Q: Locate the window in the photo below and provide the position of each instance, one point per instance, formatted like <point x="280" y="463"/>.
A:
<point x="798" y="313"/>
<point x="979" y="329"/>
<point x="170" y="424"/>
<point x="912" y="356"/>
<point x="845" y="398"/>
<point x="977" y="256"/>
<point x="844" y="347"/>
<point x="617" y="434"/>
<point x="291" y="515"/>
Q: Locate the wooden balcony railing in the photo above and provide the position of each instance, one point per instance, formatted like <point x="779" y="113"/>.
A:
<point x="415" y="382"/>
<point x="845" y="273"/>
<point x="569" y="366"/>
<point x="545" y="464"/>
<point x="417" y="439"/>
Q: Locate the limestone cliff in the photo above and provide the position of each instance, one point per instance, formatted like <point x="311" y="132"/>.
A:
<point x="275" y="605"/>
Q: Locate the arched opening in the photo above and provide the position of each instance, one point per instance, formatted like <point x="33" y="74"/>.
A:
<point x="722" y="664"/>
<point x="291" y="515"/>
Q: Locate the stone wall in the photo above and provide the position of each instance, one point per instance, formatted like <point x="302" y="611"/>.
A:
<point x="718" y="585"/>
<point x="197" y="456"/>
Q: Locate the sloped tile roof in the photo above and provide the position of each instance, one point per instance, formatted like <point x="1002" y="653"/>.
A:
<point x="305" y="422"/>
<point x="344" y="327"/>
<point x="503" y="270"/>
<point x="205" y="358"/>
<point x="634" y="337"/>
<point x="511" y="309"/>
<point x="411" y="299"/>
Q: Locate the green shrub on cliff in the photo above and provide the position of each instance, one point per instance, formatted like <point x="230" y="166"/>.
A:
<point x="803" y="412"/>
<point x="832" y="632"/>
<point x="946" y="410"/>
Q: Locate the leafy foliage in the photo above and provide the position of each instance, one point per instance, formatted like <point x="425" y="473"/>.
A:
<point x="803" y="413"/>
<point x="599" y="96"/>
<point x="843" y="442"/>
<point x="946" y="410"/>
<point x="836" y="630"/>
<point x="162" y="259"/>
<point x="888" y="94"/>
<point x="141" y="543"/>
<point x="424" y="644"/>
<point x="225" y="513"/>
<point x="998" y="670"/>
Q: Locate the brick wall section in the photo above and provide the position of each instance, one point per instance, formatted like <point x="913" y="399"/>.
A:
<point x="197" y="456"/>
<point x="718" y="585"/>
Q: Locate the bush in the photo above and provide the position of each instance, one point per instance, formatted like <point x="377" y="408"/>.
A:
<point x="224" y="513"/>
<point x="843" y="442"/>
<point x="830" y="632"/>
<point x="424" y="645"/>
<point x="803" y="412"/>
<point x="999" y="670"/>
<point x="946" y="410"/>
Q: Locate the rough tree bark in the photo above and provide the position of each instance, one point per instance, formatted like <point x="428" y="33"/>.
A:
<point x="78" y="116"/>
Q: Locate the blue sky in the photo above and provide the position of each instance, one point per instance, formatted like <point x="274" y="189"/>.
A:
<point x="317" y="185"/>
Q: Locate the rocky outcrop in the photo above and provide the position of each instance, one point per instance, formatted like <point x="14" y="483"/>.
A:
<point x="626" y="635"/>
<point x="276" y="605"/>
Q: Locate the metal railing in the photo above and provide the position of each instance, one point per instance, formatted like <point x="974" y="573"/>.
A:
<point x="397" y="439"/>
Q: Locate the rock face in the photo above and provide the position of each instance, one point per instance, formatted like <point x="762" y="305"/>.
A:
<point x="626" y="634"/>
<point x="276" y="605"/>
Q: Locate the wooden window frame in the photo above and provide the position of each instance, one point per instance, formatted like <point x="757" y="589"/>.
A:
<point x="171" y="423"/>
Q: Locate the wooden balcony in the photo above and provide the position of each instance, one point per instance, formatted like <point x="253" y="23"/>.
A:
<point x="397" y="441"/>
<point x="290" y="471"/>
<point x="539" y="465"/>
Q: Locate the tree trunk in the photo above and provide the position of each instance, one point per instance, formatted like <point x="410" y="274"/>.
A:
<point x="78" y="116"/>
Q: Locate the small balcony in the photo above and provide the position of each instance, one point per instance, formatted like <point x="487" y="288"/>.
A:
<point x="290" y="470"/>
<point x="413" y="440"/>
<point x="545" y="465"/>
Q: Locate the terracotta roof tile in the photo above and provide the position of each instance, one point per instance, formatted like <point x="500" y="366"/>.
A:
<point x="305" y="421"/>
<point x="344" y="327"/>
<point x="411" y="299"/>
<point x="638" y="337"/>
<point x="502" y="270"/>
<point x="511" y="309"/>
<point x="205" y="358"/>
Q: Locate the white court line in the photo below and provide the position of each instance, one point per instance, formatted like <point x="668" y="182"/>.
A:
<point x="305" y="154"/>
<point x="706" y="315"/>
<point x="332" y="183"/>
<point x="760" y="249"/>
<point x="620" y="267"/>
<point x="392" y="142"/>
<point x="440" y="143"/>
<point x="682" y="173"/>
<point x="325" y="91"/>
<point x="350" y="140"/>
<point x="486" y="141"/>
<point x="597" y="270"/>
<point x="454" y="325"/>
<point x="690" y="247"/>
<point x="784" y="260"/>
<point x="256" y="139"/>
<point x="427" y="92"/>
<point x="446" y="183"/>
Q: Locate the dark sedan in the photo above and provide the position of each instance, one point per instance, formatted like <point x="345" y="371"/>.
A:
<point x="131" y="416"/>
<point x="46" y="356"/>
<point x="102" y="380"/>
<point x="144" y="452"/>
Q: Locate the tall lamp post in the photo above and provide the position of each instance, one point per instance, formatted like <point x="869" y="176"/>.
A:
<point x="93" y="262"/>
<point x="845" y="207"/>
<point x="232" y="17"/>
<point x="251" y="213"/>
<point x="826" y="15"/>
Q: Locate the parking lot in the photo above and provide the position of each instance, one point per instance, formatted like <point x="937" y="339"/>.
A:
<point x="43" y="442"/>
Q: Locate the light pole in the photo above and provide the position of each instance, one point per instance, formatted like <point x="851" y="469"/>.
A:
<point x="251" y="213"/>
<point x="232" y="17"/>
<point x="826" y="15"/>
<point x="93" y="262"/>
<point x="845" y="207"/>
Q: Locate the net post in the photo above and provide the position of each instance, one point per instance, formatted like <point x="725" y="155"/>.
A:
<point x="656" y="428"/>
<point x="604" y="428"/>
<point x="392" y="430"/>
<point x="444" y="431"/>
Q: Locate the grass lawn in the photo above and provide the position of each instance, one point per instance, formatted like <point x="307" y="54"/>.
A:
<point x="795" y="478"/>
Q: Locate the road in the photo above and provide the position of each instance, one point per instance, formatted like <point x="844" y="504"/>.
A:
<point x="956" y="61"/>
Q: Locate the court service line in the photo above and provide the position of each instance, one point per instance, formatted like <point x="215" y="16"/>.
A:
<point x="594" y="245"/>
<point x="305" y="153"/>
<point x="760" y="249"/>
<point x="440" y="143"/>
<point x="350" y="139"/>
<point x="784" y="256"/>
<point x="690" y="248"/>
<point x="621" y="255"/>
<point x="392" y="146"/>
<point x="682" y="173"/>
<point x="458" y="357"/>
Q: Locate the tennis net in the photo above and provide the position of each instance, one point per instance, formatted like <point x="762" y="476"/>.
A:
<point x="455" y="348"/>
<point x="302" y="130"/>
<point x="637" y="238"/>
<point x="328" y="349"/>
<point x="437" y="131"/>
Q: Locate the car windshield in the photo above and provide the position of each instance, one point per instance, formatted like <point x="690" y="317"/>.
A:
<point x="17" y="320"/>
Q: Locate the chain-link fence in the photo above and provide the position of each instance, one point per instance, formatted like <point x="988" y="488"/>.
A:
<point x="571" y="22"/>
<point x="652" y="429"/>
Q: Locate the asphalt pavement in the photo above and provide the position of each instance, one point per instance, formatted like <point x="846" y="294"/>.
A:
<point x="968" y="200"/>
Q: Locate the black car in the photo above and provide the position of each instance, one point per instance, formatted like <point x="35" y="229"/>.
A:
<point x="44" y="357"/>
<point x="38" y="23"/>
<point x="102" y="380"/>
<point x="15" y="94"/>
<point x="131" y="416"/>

▶ [Problem details] Reproduce everything from the line containing "Q: Locate the black" down to the end of the lines, requests included, shifting every point coordinate in the answers by -137 and leaving the requests and their format samples unchanged.

▶ [Response below]
Q: Locate the black car in the photo above and provide the position of each instance, one point per instance, formatted like <point x="35" y="229"/>.
A:
<point x="-93" y="220"/>
<point x="-99" y="-114"/>
<point x="-35" y="243"/>
<point x="-122" y="-43"/>
<point x="-6" y="279"/>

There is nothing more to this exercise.